▶ _Texto de origem_
****************************************
Mudanças e implicações jurídicas na publicidade médica propostas pela nova resolução do CFM Nº 2.336/2023

por Gabriela Caminha e Débora Wyatt

Na última segunda-feira, 11 de março de 2024, entrou em vigor a Resolução CFM Nº 2.336/2023 que versa sobre as (novas) regras de publicidade e propaganda médicas, após quatro anos da abertura da consulta pública para atualização da polêmica resolução Nº 1.974/11 que regulava o marketing médico.

Em 2020, o Conselho Federal de Medicina (CFM) abriu, durante o mês de fevereiro, posteriormente prorrogado até 20 de março daquele ano, um processo de consulta pública para que os profissionais médicos, devidamente registrados em seus Conselhos Regionais (CRM) pudessem enviar sugestões de atualização da polêmica Resolução nº 1.974/2011, que versava sobre a Publicidade Médica, mas vinha sendo muito criticada por não acompanhar a realidade mundial na era digital.

Nota-se que isto já era um problema latente antes mesmo da pandemia ocorrer e acelerar ainda mais o processo de transformação digital tornando ainda mais imprescindível a modernização diante do ocorrido, vez que a classe médica vinha se sentindo muito prejudicada com as restrições impostas pelo Conselho, principalmente diante de uma maior flexibilidade por parte de outros conselhos de saúde que regulam profissionais que, de certa forma, concorrem com os médicos em algumas atividades.

O CFM sempre teve a preocupação de que a participação dos médicos na divulgação de assuntos médicos, em qualquer meio de comunicação se pautassem pelo caráter exclusivo de esclarecimento e educação da sociedade, não estimulando o sensacionalismo, a autopromoção ou a mercantilização do ato médico, buscando assegurar apenas a divulgação de conteúdo cientificamente comprovado, válido, pertinente e de interesse público e evitar distorções ou conflitos de interesse que pudessem comprometer o  comprometer o entendimento das colocações acarretando consequências para a saúde individual ou coletiva.
****************************************
▶ _Dados para análise_
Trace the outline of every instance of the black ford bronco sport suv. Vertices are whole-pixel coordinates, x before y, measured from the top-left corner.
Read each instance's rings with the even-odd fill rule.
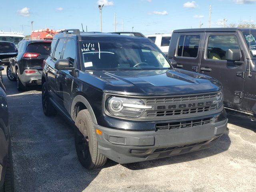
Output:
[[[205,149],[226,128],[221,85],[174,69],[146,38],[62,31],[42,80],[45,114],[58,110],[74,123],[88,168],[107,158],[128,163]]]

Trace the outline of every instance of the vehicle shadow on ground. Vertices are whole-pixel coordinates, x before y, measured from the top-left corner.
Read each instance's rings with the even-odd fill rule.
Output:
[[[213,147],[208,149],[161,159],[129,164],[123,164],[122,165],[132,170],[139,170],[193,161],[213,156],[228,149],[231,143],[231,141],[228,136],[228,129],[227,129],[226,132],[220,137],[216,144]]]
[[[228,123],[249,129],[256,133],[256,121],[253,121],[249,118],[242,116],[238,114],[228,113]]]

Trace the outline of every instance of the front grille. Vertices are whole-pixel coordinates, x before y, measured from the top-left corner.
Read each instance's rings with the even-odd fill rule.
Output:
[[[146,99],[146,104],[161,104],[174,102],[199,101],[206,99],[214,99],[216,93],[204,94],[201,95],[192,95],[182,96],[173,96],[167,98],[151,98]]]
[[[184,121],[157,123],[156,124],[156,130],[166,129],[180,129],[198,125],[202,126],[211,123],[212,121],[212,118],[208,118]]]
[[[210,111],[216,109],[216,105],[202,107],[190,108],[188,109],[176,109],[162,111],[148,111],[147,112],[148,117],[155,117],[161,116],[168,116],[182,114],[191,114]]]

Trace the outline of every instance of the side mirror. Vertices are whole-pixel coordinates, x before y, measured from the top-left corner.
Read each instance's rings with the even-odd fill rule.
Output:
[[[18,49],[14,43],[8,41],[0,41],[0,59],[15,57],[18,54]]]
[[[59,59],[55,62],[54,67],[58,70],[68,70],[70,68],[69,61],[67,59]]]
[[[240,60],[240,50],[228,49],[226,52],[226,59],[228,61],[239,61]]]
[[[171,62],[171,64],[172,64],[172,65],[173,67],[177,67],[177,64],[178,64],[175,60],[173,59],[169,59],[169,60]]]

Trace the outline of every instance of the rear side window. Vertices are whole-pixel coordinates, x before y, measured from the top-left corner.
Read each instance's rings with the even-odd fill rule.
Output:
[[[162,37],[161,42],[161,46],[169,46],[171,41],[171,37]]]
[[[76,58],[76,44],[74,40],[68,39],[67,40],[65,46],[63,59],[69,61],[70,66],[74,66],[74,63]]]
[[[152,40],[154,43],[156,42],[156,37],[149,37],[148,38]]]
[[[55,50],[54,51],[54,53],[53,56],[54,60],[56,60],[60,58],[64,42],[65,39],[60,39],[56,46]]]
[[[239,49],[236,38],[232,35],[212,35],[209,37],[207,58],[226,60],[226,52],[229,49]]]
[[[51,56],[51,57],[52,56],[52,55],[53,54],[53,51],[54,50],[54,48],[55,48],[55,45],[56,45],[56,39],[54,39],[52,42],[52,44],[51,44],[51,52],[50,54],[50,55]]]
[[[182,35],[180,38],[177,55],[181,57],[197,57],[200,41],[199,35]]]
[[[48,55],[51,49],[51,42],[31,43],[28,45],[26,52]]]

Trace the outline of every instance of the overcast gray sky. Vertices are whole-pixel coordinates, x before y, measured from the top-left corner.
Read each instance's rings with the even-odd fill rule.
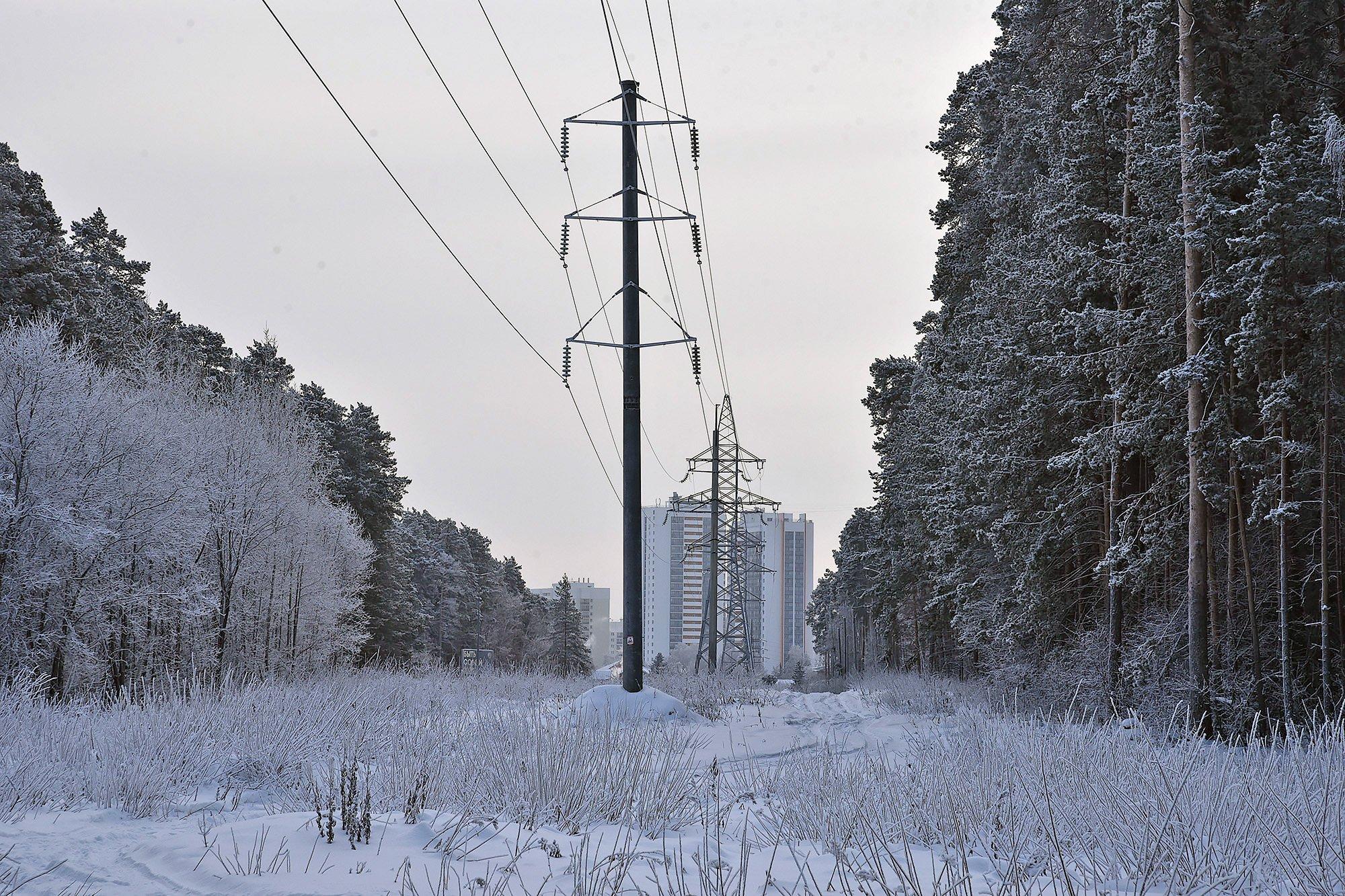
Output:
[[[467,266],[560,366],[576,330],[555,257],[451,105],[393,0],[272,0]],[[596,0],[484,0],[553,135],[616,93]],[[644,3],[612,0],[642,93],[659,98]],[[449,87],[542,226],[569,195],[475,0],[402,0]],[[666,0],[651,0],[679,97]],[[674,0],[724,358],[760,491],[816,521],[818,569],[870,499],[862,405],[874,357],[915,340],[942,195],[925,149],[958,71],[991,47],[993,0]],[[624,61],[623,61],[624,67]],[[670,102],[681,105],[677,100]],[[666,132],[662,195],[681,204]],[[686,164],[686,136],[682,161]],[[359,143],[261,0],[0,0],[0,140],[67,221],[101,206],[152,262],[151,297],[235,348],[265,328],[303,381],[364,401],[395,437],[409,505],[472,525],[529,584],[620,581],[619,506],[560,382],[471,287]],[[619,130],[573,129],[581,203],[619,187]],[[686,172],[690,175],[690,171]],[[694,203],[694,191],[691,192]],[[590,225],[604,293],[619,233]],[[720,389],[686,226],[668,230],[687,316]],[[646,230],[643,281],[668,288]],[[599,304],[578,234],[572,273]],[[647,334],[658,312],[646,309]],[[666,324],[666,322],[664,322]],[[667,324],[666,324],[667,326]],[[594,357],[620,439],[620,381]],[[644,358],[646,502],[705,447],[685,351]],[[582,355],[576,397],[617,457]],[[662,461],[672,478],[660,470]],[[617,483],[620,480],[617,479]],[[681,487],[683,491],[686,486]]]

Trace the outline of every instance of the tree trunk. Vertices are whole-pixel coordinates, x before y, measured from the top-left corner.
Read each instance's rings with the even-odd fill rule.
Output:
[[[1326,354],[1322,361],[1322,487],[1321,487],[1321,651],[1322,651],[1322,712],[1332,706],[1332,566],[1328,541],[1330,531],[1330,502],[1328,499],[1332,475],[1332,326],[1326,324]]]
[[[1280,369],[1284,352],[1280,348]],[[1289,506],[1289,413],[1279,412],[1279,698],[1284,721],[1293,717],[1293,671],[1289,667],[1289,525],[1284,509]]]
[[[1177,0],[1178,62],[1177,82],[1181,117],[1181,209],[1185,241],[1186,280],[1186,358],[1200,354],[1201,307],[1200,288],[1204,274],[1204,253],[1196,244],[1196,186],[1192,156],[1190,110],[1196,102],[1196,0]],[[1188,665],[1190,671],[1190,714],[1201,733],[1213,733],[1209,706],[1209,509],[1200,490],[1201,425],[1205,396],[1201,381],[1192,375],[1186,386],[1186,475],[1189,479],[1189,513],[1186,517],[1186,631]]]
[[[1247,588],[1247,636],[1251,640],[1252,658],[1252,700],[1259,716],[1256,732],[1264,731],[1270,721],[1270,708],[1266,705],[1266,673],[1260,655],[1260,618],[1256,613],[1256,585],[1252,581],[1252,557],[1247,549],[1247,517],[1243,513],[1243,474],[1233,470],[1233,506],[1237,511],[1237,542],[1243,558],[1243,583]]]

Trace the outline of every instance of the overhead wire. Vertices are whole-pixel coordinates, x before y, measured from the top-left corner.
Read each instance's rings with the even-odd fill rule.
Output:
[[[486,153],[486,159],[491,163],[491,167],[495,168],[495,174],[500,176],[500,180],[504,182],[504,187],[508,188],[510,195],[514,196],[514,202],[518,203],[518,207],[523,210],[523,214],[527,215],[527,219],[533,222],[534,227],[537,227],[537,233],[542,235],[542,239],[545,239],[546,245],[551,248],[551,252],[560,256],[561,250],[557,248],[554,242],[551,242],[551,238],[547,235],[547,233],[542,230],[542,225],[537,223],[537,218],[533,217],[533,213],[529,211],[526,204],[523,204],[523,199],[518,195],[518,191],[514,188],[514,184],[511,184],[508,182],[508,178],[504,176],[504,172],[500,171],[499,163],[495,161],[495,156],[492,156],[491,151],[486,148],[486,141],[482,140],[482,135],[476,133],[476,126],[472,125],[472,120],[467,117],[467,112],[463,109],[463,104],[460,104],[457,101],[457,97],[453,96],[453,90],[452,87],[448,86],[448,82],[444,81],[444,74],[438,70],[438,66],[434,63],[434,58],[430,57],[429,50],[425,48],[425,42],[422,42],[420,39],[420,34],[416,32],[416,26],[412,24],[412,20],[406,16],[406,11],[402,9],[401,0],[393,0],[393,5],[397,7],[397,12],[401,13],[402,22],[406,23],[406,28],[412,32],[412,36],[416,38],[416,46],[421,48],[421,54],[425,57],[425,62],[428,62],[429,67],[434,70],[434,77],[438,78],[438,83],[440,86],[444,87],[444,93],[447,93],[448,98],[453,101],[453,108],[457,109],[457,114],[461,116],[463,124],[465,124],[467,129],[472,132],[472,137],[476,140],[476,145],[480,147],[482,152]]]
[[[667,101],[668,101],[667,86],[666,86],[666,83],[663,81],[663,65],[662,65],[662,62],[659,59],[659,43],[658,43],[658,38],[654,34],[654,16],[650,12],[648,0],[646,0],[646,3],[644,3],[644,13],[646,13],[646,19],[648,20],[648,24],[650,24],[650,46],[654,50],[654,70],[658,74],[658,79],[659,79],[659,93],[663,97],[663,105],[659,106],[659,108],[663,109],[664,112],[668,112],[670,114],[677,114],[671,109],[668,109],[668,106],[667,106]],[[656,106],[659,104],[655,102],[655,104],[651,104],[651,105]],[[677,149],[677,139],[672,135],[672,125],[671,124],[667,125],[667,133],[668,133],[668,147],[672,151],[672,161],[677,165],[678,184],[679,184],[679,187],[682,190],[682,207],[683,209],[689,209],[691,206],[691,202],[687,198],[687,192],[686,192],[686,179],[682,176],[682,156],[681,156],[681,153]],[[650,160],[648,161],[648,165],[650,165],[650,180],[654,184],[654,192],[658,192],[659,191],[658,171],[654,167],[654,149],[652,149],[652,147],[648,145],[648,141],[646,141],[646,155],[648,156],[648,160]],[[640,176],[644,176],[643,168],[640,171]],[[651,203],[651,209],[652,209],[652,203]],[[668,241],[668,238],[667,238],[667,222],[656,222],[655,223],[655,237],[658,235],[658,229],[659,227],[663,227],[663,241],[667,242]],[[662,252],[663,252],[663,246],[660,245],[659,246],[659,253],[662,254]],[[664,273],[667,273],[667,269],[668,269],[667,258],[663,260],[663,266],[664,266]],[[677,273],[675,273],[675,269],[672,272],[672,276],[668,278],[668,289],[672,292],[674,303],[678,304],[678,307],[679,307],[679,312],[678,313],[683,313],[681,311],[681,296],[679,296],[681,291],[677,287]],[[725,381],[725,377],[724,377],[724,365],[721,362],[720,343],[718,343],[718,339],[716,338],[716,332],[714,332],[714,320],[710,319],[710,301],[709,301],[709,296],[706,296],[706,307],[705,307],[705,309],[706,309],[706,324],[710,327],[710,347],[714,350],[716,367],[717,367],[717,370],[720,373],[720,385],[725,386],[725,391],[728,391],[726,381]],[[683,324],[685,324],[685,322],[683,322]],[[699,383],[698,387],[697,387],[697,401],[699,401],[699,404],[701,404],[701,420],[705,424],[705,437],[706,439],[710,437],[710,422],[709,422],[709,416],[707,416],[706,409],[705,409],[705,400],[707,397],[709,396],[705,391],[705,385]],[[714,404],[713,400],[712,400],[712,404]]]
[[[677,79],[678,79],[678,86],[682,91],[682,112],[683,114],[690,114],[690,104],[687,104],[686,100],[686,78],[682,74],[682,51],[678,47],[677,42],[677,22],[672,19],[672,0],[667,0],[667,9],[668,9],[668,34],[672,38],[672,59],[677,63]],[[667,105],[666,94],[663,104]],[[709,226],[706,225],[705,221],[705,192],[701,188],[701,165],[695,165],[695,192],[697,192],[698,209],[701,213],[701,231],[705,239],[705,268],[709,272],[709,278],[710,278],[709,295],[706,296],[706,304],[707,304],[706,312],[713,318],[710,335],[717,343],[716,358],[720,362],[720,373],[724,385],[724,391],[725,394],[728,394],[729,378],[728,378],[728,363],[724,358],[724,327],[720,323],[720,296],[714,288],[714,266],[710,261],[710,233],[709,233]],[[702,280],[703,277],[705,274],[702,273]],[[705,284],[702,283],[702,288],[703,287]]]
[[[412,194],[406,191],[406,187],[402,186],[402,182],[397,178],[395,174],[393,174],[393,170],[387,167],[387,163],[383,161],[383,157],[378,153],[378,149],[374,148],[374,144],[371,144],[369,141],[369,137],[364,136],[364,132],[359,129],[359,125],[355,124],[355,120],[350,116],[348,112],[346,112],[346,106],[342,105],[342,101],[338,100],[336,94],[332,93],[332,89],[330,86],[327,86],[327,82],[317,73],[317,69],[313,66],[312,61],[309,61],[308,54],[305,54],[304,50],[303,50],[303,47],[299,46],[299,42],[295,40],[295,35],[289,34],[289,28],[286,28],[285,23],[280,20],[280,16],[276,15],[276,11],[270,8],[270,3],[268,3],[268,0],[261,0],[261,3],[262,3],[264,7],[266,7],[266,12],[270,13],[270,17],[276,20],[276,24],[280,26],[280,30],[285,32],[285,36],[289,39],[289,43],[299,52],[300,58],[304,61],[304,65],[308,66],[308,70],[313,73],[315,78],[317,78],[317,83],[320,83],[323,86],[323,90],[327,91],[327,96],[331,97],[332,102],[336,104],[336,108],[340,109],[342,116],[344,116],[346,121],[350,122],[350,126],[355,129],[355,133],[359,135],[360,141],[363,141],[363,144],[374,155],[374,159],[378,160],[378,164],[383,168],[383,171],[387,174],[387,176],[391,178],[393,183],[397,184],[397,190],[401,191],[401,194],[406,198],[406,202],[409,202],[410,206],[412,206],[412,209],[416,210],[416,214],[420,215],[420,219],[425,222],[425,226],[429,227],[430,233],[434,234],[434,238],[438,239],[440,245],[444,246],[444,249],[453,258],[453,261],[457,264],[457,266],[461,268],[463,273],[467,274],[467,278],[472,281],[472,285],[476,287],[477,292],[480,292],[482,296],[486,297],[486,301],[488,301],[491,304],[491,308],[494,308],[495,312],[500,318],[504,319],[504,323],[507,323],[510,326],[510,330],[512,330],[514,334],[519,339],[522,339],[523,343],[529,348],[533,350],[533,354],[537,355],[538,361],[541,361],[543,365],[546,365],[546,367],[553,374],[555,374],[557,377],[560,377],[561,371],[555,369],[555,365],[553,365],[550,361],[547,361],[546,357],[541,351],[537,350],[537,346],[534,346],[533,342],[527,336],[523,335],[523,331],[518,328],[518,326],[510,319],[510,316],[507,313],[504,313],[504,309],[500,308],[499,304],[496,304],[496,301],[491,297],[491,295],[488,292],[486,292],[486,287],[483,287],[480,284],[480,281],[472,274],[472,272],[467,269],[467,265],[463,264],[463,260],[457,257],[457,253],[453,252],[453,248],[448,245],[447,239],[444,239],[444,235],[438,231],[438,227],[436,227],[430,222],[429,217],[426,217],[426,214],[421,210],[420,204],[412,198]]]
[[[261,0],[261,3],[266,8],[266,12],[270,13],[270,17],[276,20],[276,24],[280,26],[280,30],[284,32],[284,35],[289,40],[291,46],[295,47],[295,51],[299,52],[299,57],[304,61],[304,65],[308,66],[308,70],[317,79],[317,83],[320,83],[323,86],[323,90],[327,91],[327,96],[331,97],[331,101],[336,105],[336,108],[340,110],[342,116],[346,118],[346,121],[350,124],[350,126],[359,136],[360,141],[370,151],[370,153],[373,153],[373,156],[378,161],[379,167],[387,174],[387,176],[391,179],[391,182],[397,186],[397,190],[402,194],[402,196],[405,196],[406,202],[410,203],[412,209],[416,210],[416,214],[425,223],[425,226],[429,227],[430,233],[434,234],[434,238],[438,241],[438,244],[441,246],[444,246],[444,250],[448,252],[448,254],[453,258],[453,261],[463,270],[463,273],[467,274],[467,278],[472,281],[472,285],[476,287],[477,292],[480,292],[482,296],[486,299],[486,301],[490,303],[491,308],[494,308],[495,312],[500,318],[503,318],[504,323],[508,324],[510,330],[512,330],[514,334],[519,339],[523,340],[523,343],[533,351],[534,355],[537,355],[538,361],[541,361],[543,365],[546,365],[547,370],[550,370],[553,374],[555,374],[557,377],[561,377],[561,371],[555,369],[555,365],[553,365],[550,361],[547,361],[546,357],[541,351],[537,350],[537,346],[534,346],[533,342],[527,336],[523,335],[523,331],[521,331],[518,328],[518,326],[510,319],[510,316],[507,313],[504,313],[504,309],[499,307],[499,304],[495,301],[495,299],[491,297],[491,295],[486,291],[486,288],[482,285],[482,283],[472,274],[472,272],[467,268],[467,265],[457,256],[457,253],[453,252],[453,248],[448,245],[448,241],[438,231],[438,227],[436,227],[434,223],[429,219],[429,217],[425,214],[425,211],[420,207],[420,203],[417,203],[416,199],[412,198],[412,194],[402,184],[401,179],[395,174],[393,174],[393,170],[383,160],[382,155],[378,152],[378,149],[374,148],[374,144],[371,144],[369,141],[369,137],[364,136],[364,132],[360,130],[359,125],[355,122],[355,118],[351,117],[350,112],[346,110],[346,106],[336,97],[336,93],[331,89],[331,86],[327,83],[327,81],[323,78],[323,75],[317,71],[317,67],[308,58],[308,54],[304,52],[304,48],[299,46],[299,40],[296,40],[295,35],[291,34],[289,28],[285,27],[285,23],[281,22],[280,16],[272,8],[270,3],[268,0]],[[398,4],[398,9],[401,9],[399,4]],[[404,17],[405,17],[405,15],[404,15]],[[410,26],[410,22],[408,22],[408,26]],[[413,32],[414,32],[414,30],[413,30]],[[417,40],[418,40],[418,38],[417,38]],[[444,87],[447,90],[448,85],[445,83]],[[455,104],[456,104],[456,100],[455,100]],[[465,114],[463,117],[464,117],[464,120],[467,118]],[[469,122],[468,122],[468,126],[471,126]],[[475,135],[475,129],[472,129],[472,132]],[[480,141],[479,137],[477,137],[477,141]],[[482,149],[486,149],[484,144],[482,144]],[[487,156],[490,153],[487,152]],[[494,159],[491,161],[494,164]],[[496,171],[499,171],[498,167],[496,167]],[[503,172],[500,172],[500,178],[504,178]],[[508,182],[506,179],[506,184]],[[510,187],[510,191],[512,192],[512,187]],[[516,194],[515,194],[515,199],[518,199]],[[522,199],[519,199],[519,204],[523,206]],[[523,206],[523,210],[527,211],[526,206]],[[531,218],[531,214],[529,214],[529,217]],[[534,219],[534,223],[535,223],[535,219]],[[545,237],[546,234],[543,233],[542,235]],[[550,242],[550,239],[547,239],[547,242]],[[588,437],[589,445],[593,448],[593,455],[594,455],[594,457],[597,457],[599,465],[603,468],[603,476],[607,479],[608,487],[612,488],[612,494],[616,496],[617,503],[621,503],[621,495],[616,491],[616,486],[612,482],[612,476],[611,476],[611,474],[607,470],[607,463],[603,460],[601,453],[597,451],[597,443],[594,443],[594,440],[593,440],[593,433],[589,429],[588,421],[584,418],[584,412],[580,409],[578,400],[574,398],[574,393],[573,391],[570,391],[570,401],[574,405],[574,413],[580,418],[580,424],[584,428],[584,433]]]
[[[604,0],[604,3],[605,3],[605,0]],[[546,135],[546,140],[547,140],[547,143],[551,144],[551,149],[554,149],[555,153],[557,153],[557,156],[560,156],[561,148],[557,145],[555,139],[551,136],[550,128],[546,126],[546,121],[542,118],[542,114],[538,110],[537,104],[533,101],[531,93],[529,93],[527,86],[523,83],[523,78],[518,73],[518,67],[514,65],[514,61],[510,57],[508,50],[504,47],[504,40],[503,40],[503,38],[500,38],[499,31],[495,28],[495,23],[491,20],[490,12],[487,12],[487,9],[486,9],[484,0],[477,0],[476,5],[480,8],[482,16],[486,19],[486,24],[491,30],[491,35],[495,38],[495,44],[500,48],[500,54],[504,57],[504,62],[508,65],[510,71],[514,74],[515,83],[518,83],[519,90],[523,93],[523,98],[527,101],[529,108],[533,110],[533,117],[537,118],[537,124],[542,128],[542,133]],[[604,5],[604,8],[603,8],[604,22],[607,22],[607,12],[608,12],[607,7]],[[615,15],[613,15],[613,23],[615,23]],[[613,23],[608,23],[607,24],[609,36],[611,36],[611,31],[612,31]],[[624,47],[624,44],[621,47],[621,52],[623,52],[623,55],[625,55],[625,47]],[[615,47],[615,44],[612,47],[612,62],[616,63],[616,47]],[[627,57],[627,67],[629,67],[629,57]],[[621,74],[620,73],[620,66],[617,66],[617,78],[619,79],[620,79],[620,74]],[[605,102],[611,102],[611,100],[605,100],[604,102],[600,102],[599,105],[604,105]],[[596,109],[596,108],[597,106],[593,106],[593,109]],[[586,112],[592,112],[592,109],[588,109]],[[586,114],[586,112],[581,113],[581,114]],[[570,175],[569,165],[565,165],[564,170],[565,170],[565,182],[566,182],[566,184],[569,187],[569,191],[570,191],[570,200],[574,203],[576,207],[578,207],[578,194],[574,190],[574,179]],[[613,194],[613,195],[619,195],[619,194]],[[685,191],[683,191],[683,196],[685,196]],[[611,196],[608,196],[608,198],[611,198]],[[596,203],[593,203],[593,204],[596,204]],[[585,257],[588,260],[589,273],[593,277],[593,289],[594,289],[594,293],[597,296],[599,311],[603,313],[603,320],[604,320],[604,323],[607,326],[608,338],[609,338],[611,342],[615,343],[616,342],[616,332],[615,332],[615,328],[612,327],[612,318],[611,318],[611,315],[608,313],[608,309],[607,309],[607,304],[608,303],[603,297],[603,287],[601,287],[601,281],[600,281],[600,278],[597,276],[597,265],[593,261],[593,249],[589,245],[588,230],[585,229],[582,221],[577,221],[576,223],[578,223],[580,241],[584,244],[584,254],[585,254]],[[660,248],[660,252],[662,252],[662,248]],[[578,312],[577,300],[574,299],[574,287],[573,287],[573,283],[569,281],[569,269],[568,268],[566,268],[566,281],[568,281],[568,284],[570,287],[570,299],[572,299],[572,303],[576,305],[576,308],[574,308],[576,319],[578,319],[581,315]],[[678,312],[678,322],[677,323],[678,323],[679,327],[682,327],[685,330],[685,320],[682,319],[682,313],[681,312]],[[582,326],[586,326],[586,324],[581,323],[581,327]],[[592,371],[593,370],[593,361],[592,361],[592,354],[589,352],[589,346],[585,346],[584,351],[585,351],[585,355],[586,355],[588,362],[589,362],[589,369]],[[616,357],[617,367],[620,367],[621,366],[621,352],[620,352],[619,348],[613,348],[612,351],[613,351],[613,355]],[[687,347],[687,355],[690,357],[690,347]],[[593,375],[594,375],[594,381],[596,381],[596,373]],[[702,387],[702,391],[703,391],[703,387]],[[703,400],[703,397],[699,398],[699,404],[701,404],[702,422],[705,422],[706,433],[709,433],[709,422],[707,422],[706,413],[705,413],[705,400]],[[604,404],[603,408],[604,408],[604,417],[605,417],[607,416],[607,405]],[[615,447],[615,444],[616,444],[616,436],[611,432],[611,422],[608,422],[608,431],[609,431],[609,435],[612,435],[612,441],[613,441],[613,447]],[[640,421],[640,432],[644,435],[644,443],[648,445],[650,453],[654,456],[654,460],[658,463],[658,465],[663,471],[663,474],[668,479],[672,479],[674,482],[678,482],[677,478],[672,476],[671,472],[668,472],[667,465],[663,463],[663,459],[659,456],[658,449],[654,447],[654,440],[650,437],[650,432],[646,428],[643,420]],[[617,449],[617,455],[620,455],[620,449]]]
****************************************
▶ _Objetivo do exercício_
Indique se cada afirmação concorda com o texto sobre a resolução do CFM, respondendo sim ou não e citando literalmente as palavras do texto que decidem a questão: (a) A Resolução CFM Nº 2.336/2023 entrou em vigor em 11 de março de 2024. (b) A consulta pública de 2020 ficou aberta somente durante o mês de fevereiro. (c) Qualquer cidadão podia enviar sugestões na consulta pública. O material apresentado é independente do texto.

▶ _Resposta do exercício_
(a) Sim: "Na última segunda-feira, 11 de março de 2024, entrou em vigor a Resolução CFM Nº 2.336/2023".
(b) Não: "posteriormente prorrogado até 20 de março daquele ano".
(c) Não: "para que os profissionais médicos, devidamente registrados em seus Conselhos Regionais (CRM) pudessem enviar sugestões".